- [TASK GOAL]: Return everything from the first line of the entries below down to the line containing "top-left (611, 45), bottom-right (654, 75)", including both ends, copied character for character.

- [GIVEN DATA]:
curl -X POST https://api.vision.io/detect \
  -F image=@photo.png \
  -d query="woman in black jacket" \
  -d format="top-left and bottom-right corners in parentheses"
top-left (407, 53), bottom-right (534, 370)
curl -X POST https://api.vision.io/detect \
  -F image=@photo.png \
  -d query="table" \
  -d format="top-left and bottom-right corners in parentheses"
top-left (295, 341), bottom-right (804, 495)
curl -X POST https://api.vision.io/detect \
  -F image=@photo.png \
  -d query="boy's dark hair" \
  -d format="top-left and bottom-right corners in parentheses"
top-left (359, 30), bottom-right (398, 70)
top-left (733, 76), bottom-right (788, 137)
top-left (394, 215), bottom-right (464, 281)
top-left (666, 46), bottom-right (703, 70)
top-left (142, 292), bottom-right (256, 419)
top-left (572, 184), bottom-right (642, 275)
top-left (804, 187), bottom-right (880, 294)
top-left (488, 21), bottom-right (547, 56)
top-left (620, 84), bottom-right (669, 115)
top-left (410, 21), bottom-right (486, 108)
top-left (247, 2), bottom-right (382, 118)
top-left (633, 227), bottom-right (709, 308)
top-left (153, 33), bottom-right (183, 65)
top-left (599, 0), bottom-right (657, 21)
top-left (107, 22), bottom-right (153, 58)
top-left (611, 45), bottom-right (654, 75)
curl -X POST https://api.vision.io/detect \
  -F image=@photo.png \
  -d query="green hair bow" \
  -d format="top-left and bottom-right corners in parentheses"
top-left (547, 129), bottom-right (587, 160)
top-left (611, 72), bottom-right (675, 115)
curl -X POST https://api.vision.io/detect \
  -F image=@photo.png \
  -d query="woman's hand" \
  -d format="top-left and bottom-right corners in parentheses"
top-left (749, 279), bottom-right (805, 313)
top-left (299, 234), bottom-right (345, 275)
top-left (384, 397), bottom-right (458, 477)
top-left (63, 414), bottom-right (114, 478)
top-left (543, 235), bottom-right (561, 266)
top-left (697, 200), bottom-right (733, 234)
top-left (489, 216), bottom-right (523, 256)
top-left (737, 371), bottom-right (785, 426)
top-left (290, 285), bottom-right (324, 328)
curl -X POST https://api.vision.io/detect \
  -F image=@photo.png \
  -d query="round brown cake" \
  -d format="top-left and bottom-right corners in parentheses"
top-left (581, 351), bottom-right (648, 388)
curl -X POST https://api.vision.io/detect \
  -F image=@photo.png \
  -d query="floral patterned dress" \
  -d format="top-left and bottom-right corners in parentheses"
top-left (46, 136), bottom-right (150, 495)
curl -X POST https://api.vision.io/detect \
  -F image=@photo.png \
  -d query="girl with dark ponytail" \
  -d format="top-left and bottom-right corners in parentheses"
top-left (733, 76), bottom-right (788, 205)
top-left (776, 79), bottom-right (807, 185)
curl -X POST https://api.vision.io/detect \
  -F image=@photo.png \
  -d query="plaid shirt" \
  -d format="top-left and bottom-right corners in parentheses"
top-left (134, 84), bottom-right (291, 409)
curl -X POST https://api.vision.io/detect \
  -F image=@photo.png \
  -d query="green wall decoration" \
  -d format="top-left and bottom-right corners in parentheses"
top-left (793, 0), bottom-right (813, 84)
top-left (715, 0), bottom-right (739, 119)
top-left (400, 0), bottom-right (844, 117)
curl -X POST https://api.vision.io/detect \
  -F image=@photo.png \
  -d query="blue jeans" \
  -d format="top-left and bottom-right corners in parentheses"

- [TASK SOLUTION]:
curl -X POST https://api.vision.io/detect \
  -F image=@photo.png \
  -d query="woman in black jacket" \
  -d format="top-left and bottom-right corners in parentheses"
top-left (407, 53), bottom-right (534, 370)
curl -X POST https://api.vision.io/detect \
  -F image=@photo.png \
  -d query="table" \
  -d format="top-left and bottom-right corners in parentheses"
top-left (295, 341), bottom-right (804, 495)
curl -X POST https://api.vision.io/detect \
  -F image=@photo.png \
  -d query="boy's dark hair" \
  -d format="top-left and bottom-right corners in parentheses"
top-left (359, 30), bottom-right (398, 70)
top-left (733, 76), bottom-right (788, 137)
top-left (394, 215), bottom-right (464, 281)
top-left (666, 46), bottom-right (703, 70)
top-left (142, 292), bottom-right (256, 419)
top-left (572, 184), bottom-right (642, 275)
top-left (804, 187), bottom-right (880, 294)
top-left (488, 21), bottom-right (547, 56)
top-left (620, 84), bottom-right (669, 115)
top-left (410, 21), bottom-right (486, 108)
top-left (247, 2), bottom-right (382, 118)
top-left (633, 227), bottom-right (709, 308)
top-left (153, 33), bottom-right (183, 65)
top-left (599, 0), bottom-right (657, 21)
top-left (107, 22), bottom-right (153, 58)
top-left (611, 45), bottom-right (654, 75)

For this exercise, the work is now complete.